DATA TO USE:
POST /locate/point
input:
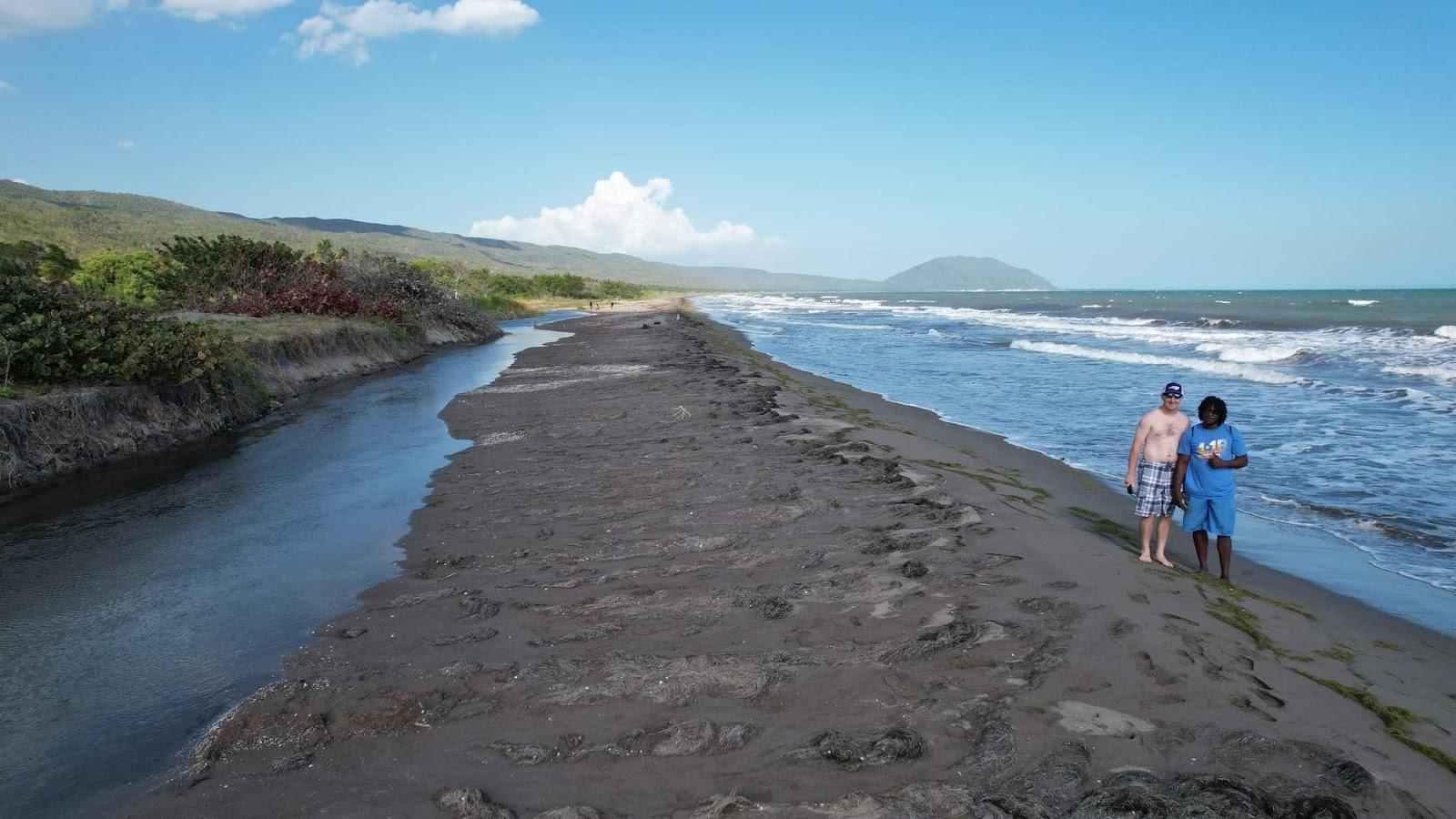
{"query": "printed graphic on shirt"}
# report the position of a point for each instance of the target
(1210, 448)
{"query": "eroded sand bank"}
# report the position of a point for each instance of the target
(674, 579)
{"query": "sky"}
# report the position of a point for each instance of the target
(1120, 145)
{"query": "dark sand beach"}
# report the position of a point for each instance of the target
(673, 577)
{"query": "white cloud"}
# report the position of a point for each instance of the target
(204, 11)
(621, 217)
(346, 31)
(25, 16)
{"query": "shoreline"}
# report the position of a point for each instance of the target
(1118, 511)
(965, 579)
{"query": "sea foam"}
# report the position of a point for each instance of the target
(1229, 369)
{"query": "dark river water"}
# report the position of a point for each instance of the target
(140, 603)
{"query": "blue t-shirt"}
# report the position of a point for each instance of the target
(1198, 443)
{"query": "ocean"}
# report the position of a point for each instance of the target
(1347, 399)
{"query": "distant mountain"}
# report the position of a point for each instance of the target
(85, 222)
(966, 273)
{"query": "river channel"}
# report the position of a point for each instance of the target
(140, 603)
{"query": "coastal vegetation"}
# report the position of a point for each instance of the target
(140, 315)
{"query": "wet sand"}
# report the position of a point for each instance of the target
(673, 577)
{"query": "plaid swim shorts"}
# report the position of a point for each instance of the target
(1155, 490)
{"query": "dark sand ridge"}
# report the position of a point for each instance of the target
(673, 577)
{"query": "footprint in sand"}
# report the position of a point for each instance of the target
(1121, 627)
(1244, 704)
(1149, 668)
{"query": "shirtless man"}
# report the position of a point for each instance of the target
--
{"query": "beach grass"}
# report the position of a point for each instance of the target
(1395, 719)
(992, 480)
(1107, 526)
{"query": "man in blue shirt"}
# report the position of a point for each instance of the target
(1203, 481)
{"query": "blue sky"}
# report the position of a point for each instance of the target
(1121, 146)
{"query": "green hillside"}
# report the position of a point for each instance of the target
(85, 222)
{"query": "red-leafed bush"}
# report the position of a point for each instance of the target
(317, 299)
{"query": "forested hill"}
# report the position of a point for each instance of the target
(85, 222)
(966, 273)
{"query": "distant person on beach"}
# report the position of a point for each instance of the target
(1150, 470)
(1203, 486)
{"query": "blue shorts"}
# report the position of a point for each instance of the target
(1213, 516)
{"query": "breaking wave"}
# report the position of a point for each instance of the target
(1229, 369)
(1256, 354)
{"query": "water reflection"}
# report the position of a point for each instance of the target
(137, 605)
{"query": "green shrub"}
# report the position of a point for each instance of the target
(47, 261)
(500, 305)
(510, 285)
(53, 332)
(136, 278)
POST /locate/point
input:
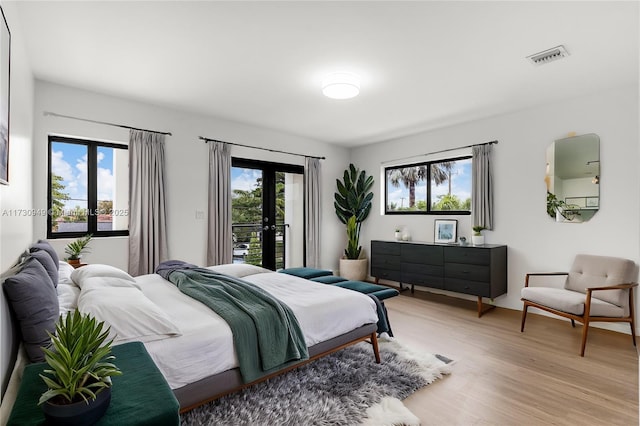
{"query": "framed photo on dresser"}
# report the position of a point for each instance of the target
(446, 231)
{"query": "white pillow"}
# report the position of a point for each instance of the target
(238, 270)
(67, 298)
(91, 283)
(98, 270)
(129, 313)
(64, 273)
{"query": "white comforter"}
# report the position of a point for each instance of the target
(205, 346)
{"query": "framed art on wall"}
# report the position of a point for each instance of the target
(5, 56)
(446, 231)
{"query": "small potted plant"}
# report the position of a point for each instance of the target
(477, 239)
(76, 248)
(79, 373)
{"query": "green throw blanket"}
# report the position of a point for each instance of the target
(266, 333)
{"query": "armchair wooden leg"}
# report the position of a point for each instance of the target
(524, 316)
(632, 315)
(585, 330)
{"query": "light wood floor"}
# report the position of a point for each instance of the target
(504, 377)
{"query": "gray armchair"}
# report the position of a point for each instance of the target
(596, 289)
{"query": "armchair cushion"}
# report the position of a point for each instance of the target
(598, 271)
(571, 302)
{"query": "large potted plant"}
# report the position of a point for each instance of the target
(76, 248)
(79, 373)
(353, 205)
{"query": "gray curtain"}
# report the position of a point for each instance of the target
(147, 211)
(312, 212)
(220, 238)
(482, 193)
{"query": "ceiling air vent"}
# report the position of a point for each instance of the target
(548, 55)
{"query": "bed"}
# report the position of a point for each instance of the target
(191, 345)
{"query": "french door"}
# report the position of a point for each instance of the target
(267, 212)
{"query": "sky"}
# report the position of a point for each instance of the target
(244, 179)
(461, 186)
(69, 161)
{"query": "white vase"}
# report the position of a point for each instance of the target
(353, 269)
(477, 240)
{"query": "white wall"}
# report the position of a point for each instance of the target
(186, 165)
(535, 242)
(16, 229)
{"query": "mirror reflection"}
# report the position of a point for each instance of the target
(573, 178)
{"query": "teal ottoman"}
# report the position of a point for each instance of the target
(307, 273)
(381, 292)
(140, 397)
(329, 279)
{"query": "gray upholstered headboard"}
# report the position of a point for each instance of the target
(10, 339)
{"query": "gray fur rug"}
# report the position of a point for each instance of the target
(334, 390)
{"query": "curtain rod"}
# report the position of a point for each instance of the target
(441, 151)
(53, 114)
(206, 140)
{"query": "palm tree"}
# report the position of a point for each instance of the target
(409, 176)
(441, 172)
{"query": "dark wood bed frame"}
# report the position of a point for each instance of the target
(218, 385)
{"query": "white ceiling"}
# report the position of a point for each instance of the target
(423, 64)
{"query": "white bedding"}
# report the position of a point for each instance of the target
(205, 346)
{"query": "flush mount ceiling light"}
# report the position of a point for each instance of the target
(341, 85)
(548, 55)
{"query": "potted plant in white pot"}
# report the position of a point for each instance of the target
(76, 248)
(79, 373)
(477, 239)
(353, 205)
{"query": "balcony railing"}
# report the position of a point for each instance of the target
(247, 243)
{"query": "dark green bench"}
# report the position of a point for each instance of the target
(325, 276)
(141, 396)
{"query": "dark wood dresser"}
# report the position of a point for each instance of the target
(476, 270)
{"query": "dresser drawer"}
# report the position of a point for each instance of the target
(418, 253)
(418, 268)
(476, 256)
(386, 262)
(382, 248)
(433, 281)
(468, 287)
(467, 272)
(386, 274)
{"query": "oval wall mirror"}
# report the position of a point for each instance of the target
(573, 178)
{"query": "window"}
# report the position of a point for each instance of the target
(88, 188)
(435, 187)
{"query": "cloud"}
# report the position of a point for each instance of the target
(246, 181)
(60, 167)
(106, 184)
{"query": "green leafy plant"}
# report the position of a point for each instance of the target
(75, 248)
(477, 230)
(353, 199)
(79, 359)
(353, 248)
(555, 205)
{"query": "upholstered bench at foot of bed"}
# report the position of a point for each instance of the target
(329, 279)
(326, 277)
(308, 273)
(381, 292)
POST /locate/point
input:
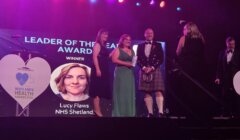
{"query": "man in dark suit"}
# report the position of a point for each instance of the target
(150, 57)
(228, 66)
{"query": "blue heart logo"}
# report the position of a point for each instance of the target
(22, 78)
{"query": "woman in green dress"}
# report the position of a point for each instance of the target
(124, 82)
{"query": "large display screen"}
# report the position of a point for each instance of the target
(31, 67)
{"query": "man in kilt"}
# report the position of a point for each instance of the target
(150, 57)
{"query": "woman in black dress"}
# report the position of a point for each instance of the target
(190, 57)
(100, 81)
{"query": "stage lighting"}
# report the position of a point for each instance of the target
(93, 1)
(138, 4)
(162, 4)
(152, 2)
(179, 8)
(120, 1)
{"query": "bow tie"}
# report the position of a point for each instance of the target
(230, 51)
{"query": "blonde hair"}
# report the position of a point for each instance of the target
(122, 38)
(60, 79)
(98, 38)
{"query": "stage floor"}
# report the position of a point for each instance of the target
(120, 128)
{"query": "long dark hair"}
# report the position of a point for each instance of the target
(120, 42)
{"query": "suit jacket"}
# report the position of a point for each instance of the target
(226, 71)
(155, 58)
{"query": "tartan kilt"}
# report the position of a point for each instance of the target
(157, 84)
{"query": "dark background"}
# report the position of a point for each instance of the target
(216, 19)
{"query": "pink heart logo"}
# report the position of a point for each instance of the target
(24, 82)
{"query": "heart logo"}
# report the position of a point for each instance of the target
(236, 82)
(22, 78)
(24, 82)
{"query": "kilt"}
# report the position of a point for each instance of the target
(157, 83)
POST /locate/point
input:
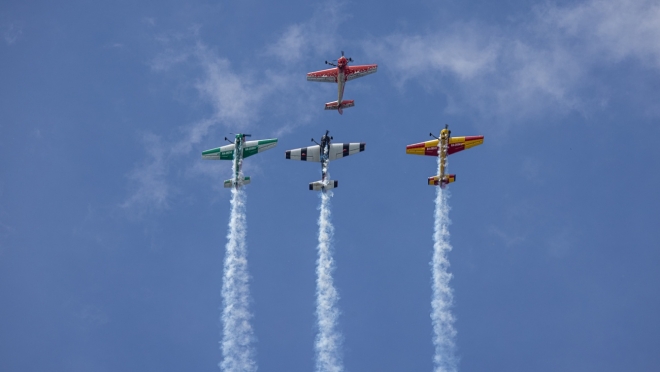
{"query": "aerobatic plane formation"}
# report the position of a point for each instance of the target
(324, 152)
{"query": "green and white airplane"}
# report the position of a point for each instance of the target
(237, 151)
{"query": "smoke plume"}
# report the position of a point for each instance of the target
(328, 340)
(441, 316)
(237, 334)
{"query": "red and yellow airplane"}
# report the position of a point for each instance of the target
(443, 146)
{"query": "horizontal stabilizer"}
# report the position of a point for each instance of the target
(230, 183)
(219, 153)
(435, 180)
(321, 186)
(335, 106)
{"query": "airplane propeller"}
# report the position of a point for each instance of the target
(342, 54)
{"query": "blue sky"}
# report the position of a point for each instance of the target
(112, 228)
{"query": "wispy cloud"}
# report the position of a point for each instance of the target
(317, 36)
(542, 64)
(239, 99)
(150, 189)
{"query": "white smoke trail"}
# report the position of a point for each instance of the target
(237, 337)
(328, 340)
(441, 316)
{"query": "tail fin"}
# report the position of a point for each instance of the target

CHALLENGE: Which lines of the records contain the word "water"? Extract each of them in full.

TASK SOLUTION:
{"query": "dark river water"}
{"query": "water reflection"}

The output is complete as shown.